### WHAT YOU ARE ASKED TO DO
Copy out the lines word for word, starting at the line that contains "trace: <item>dark bay horse</item>" and ending at the line that contains "M155 111L188 147L218".

--- start of TASK DATA ---

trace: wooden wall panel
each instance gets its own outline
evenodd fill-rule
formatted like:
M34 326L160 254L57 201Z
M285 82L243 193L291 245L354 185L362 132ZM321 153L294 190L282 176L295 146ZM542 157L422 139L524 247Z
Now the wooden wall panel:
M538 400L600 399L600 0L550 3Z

--- end of TASK DATA ---
--- start of TASK DATA ---

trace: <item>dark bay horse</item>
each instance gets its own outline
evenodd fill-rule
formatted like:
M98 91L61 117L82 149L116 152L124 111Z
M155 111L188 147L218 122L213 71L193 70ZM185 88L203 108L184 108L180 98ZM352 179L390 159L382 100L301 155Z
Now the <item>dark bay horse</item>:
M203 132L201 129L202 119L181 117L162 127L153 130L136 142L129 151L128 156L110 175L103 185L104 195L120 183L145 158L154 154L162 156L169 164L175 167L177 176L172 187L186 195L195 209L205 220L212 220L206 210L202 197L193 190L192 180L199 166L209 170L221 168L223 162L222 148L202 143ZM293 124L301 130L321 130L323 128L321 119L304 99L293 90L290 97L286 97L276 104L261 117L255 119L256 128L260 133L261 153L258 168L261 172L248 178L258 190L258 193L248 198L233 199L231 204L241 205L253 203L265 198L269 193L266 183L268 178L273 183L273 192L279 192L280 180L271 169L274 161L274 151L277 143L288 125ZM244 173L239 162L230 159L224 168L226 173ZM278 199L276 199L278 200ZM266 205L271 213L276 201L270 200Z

--- end of TASK DATA ---

### WORKED ANSWER
trace: <item>dark bay horse</item>
each instance gets its own outline
evenodd fill-rule
formatted like:
M98 91L61 117L82 149L116 152L124 111Z
M155 111L188 147L218 122L213 71L193 70ZM185 88L203 108L184 108L180 98ZM352 179L390 159L382 100L301 155Z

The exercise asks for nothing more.